TASK OBJECTIVE: Among the entries below, extract exactly the lines that run from the one with "If you could pin the sea" through the one with "If you could pin the sky", both ends included.

SUPPLIED RECORDS:

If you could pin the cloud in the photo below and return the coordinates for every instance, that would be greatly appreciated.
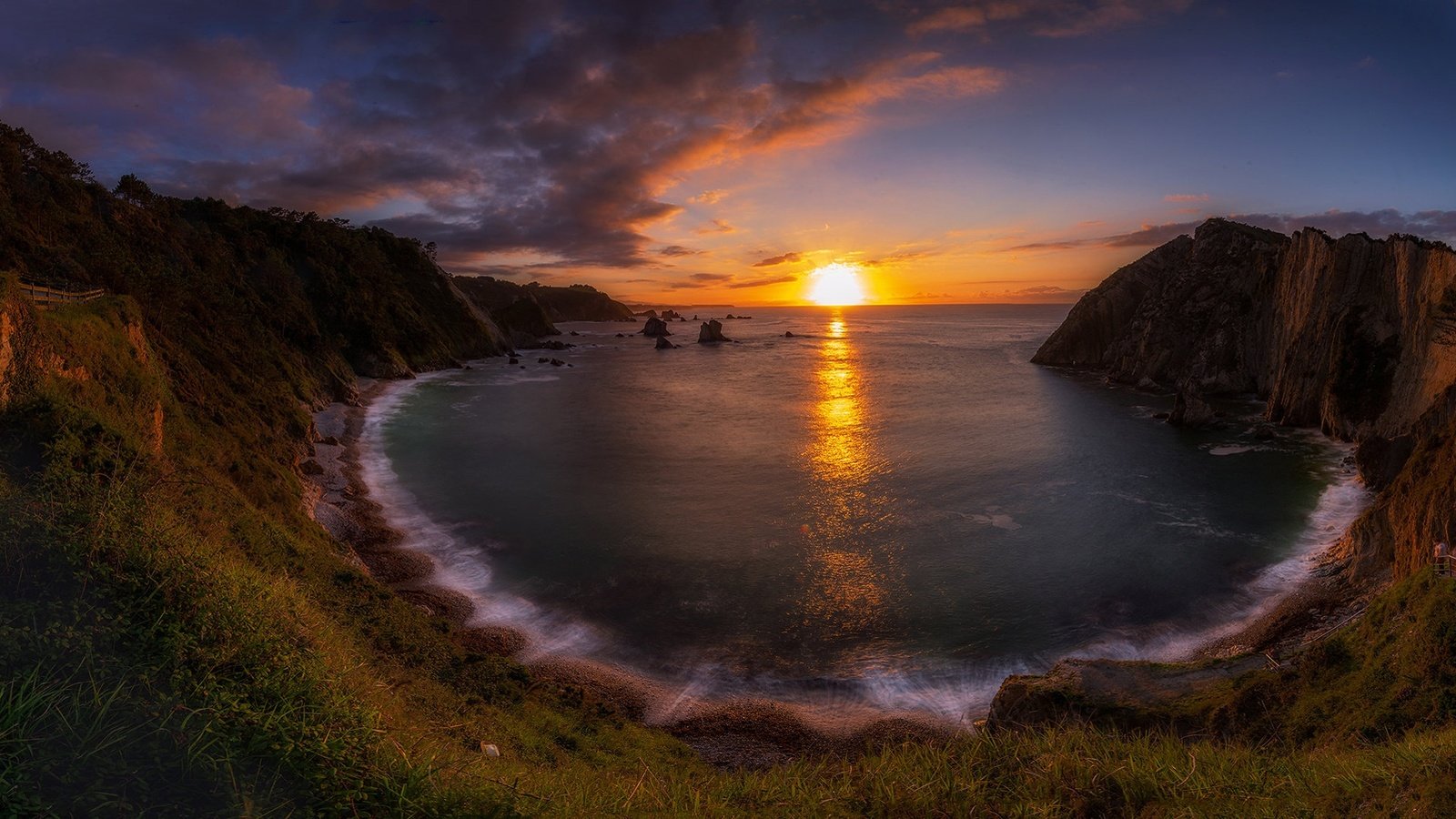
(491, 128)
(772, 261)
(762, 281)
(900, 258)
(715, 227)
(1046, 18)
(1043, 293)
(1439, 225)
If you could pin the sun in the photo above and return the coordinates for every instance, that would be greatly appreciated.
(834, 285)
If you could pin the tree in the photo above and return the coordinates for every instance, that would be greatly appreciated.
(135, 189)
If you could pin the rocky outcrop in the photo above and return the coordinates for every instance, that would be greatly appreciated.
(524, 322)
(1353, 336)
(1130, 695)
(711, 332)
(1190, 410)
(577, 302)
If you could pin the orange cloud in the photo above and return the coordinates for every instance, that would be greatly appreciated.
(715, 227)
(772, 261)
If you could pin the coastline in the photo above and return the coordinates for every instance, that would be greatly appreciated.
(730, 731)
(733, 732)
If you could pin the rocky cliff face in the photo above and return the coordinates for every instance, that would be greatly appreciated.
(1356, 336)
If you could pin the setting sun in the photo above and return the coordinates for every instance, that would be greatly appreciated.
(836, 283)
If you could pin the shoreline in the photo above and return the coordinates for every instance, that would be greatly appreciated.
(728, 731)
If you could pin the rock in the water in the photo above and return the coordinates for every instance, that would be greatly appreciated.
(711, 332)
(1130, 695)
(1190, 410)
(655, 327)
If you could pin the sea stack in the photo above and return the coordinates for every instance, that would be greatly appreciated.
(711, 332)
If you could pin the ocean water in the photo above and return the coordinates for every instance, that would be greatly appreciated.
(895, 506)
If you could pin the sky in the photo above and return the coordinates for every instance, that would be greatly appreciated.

* * *

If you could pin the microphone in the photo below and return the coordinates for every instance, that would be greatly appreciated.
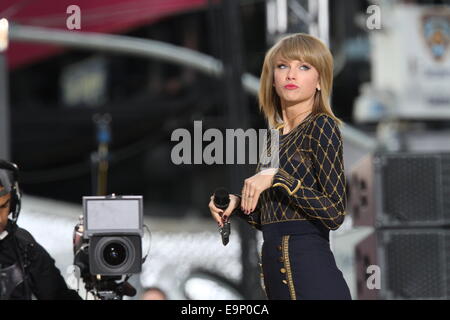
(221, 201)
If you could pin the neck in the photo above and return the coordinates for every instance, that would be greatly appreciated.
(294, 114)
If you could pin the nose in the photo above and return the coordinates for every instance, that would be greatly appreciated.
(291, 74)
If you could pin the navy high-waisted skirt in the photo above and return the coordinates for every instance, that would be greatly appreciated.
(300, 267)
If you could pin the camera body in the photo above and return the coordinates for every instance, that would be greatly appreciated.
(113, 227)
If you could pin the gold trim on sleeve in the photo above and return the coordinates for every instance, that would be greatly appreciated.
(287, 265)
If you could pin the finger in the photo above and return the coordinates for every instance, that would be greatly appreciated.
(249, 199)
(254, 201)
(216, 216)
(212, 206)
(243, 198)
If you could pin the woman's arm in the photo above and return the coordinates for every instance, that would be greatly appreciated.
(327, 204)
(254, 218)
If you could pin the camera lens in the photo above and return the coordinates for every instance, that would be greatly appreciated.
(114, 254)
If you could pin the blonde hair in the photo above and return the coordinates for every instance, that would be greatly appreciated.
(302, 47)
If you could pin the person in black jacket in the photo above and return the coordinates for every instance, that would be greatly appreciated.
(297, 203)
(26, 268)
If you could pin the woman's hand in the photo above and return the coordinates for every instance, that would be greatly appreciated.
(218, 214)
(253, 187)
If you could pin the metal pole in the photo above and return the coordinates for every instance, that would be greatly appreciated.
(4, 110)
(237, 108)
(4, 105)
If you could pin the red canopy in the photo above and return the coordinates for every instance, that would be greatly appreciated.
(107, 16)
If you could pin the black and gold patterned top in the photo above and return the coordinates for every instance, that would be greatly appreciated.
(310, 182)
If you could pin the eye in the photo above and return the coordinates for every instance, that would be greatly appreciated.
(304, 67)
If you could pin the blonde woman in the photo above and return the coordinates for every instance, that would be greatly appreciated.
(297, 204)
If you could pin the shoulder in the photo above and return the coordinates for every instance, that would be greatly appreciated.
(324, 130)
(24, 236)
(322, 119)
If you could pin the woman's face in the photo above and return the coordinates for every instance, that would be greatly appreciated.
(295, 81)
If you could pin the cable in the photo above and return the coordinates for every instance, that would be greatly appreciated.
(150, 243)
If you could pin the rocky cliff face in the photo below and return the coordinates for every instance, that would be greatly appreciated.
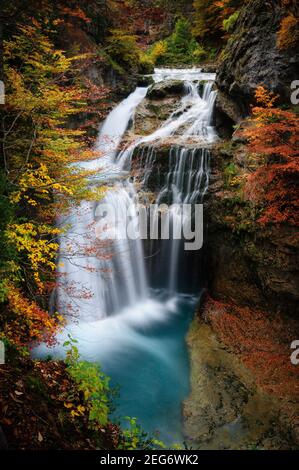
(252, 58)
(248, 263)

REPLY TO THE EXERCISE:
If you could pin the sea stack in the photo above and return the coordinates for every instance, that would be greatly appreciated.
(711, 332)
If you could pin the ocean water in the photo above and return the coordinates for every instance, that would be greatly appreciated.
(895, 506)
If you could pin the sky in the photo above and return the coordinates for every instance, that would be greatly appreciated.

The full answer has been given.